[Start of DATA PROVIDED]
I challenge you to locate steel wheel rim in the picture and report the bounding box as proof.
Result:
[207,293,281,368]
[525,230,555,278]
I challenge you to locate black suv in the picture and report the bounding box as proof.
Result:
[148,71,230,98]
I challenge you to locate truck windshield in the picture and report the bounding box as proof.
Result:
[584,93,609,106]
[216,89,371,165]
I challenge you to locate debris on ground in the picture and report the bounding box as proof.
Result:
[End of DATA PROVIDED]
[Start of DATA PROVIDED]
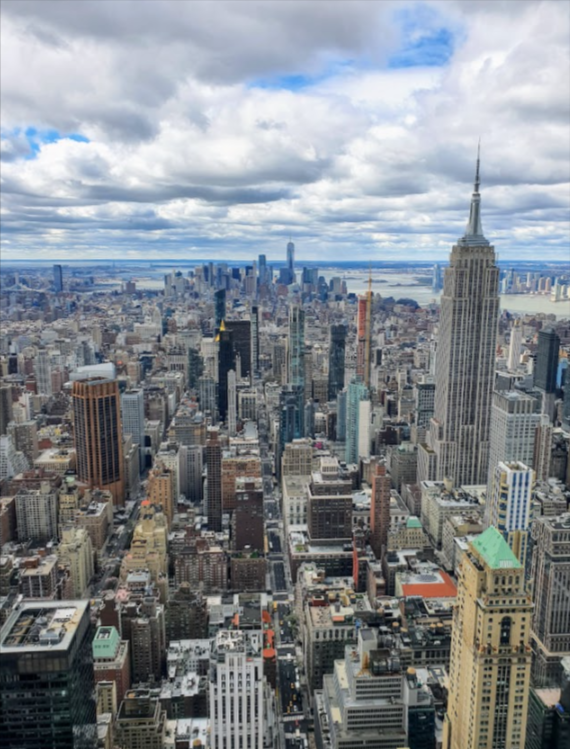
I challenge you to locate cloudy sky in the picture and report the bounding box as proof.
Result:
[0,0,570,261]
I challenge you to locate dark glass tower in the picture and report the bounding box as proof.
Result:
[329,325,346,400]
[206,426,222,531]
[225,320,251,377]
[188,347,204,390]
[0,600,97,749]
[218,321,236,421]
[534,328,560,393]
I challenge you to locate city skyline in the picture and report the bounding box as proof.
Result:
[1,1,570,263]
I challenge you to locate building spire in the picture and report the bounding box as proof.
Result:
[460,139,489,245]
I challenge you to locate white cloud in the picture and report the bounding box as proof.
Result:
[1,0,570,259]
[End of DATA PROVIDED]
[Start of DATA PROVIDED]
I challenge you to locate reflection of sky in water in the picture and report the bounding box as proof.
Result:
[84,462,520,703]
[End of DATA PROVIDED]
== DO THIS ==
Output the rows between the line holding "I challenge you to locate truck" and the line holding "[216,89,371,165]", inclusive, reproducing each line verbatim.

== COMPLETED EXERCISE ==
I challenge you to locate truck windshield in the picture and report the bounding box as proof.
Result:
[584,93,609,106]
[216,89,371,165]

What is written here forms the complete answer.